#### Goal of the exercise:
Copy the lines of the listing below, starting with the line containing "[BATCH JOB 4417] Class: tree outside window" and going through the end of the listing. Replace "integer pixel coordinates" with "whole-number pixel coordinates" and leave everything else unchanged.

#### Data for this task:
▬▬▬▬▬▬
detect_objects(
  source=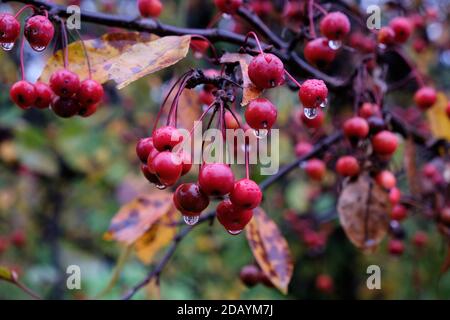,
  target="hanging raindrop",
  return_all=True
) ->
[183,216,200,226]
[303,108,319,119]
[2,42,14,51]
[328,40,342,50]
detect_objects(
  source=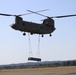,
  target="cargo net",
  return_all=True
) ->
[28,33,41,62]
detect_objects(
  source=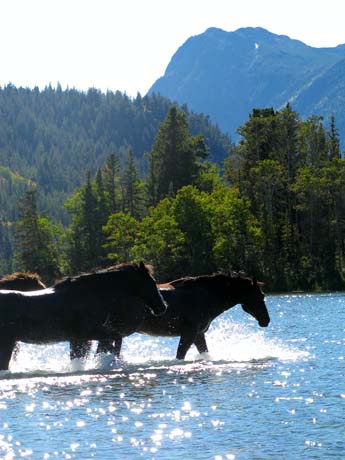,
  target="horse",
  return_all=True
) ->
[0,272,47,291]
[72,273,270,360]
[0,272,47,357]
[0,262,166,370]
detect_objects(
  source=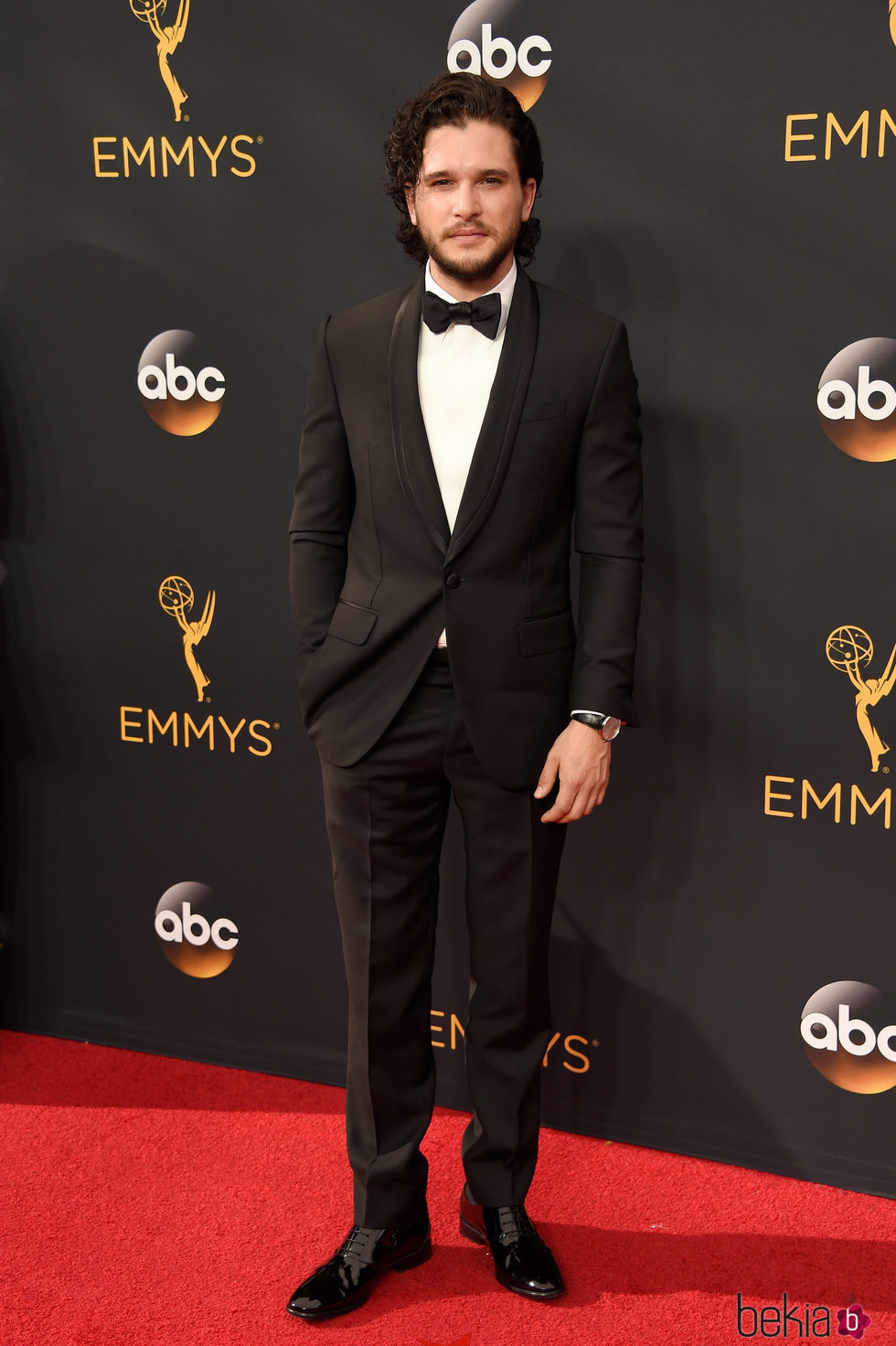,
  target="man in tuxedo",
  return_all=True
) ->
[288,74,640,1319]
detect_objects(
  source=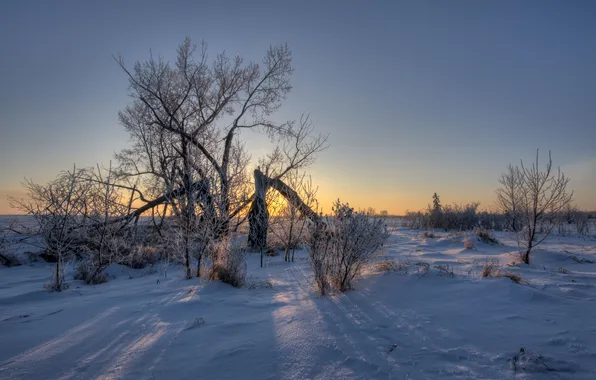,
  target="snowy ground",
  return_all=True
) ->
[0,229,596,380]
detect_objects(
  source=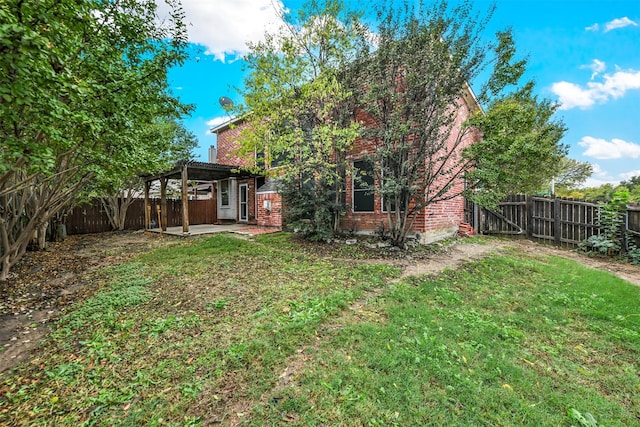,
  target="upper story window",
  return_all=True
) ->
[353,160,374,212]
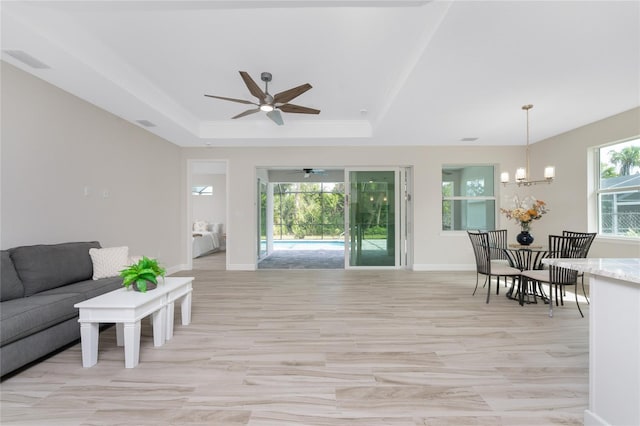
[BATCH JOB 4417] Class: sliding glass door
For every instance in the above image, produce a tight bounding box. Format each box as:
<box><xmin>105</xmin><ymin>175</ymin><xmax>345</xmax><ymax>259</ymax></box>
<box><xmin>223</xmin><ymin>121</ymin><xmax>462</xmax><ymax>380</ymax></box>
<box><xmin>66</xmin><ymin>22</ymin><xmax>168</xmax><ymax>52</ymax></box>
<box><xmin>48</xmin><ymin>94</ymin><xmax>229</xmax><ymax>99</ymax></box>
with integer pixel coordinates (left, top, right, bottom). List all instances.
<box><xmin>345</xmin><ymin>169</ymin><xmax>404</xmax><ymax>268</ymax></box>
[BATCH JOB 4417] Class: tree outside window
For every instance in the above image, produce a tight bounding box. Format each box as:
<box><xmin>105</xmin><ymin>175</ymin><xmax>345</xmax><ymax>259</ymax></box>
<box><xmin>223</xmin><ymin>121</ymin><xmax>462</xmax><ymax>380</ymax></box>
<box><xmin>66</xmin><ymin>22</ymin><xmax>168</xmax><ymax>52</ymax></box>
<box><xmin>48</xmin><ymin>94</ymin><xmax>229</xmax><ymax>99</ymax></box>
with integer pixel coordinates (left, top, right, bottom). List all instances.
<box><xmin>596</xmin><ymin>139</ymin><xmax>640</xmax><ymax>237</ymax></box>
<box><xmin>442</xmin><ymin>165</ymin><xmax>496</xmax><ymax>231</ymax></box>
▬▬▬▬▬▬
#### Answer to the problem:
[BATCH JOB 4417] Class: tree outside window
For every instance in the above image, produce a tight bounding box. Format each box as:
<box><xmin>105</xmin><ymin>175</ymin><xmax>345</xmax><ymax>259</ymax></box>
<box><xmin>223</xmin><ymin>121</ymin><xmax>462</xmax><ymax>380</ymax></box>
<box><xmin>66</xmin><ymin>22</ymin><xmax>168</xmax><ymax>52</ymax></box>
<box><xmin>48</xmin><ymin>94</ymin><xmax>229</xmax><ymax>99</ymax></box>
with whole-number pixel coordinates (left, top, right, bottom). List all instances.
<box><xmin>596</xmin><ymin>139</ymin><xmax>640</xmax><ymax>237</ymax></box>
<box><xmin>442</xmin><ymin>165</ymin><xmax>496</xmax><ymax>231</ymax></box>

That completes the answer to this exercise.